SELECTED PASSAGE:
━━━━━━━━━━━━━━━━━━━━
# inequalities

• January 24th 2010, 08:51 AM
renlok
inequalities
if you have the inequality:
$\frac{(x + 2)(x - 1)}{x + 1} < 0$

is there an easy way to find the values of x? as ive been just trying different numbers until it works which isnt really good method.
• January 24th 2010, 09:10 AM
Jhevon
Quote:

Originally Posted by renlok
if you have the inequality:
$\frac{(x + 2)(x - 1)}{x + 1} < 0$

is there an easy way to find the values of x? as ive been just trying different numbers until it works which isnt really good method.

yes, set the numerator and denominator equal to zero and solve for all the x-values you get. write these values on a number line, and test each interval (by plugging in any number in the interval) to see which numbers satisfy the inequality.

sigh, lets just do it.

Doing what I said, we get $x = -2,~-1, \text{ and } 1$ ( $x \ne -1$ since the denominator cannot be zero, and $x \ne -2 \text{ or } 1$ since that would make the expression equal to zero, which we don't want. so we will only have open intervals here).

our intervals are:

$(-\infty, -2)$ .......in this interval, test $x = -3$ in the original inequality. It works!

$(-2,-1)$ ........in this interval, test $x = -1.5$. it does NOT work.

$(-1,1)$ ........in this interval, test $x = 0$. It works!

and finally, $(1, \infty)$ .......in this interval, test $x = 2$. it does NOT work

Hence, your solution set is $(-\infty, -2) \cup (-1,1)$
• January 24th 2010, 09:34 AM
Alternatively, this is <0 if the numerator is + and the denominator is -
and vice versa.

The numerator is + if we have (-)(-) so x<-2.
This makes the denominator -

hence x<-2.

The numerator is also + for (+)(+), hence x>1.
This makes the denominator +, so x>1 does not obey the inequality.

The numerator is - for (-)(+) and (+)(-).

For x between -2 and 1 we have (+)(-) and the denominator is - for x<-1
hence the result of (-)/(-) is +,
but if the denominator is >-1, the result is -

hence -1<x<1 is a solution

The numerator is also - for (-)(+) but x<-2 gives (-)(-)

hence,

$x<-2\ and\ -1
━━━━━━━━━━━━━━━━━━━━
DATA SEGMENT:
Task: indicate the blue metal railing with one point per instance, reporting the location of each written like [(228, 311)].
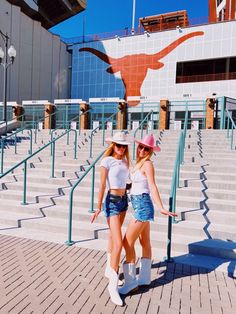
━━━━━━━━━━━━━━━━━━━━
REQUIRED TASKS:
1) Print the part of the inequality thread from "and finally, $(1, \infty)$" up to and including "hence x<-2.".
2) In the inequality thread, which value of x is tested for the interval from -2 to -1?
The data have no connection to the inequality thread.

ANSWERS GIVEN:
1)
and finally, $(1, \infty)$ .......in this interval, test $x = 2$. it does NOT work

Hence, your solution set is $(-\infty, -2) \cup (-1,1)$
• January 24th 2010, 09:34 AM
Alternatively, this is <0 if the numerator is + and the denominator is -
and vice versa.

The numerator is + if we have (-)(-) so x<-2.
This makes the denominator -

hence x<-2.

2) The value tested for that interval is x = -1.5.